Davantage encore que pour les autres catégories d’infractions routières, l’automobiliste éprouve un sentiment d’injustice voire d’arbitraire en ce qui concerne la verbalisation pour stationnement illicite. 

J’ai déjà abordé cette anomalie, pour m’en tenir à un mode mineur, que représentent les « recommandations » d’indulgence de certains édiles en période électorale vis-à-vis du stationnement illégal. Certains maires en prendraient-ils à leur aise ? Plutôt, oui.

L’Automobile Club des Avocats (ACA) vient ainsi de faire annuler par la justice dans une commune des Yvelines les modalités de fixation des tarifs de stationnement : le conseil municipal de la commune en question avait ainsi accordé à son maire la possibilité de fixer, sans limite de montant, les tarifs des droits de stationnement. 

Problème : une telle délégation présentait un caractère général et absolu, ce qui est tout à fait illégal. Il est à parier que ce cas n’est pas unique à l’échelle de nos 36 000 communes. Il incombe à l’avocat de débusquer ces irrégularités. 

Sait-on par ailleurs que le « non-affichage du ticket horodateur » sur le pare-brise de son véhicule ne prouve pas qu’on ne s’est pas acquitté de la redevance et ne constitue donc pas une infraction au sens des textes applicables ? Cela n’empêche nullement les agents municipaux d’invoquer ce motif pour verbaliser, en toute illégalité. Mais cela ne devrait pas empêcher non plus les automobilistes de contester devant la justice ce genre de pratique peu soucieuse des règles de droit.

○ ○ ○

◆ **Tâche à réaliser**:
Répondez aux questions suivantes d'après le texte sur le stationnement illicite.
(a) Quelle organisation a fait annuler par la justice les modalités de fixation des tarifs de stationnement d'une commune ?
(b) Dans quel département se trouve cette commune ?
(c) Le « non-affichage du ticket horodateur » constitue-t-il une infraction au sens des textes applicables ?
Les lignes de données n'ont aucun lien avec le texte sur le stationnement illicite.

◆ **Informations extraites**:
○ ○ ○

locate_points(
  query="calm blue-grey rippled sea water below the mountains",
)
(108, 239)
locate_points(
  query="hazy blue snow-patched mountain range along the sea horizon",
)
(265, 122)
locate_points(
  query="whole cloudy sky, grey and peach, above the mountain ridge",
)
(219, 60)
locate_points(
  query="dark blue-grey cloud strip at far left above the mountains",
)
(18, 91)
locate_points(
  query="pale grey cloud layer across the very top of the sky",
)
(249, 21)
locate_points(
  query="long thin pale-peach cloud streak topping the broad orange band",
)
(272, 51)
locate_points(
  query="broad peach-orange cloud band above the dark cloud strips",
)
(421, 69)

○ ○ ○

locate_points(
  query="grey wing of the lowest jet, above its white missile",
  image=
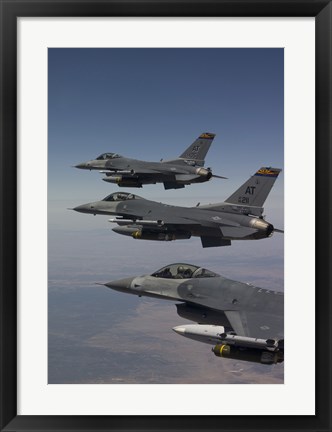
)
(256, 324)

○ ○ ○

◆ **Résultat de l'exercice**:
(a) L'Automobile Club des Avocats (ACA).
(b) Les Yvelines.
(c) Non, il ne constitue pas une infraction au sens des textes applicables.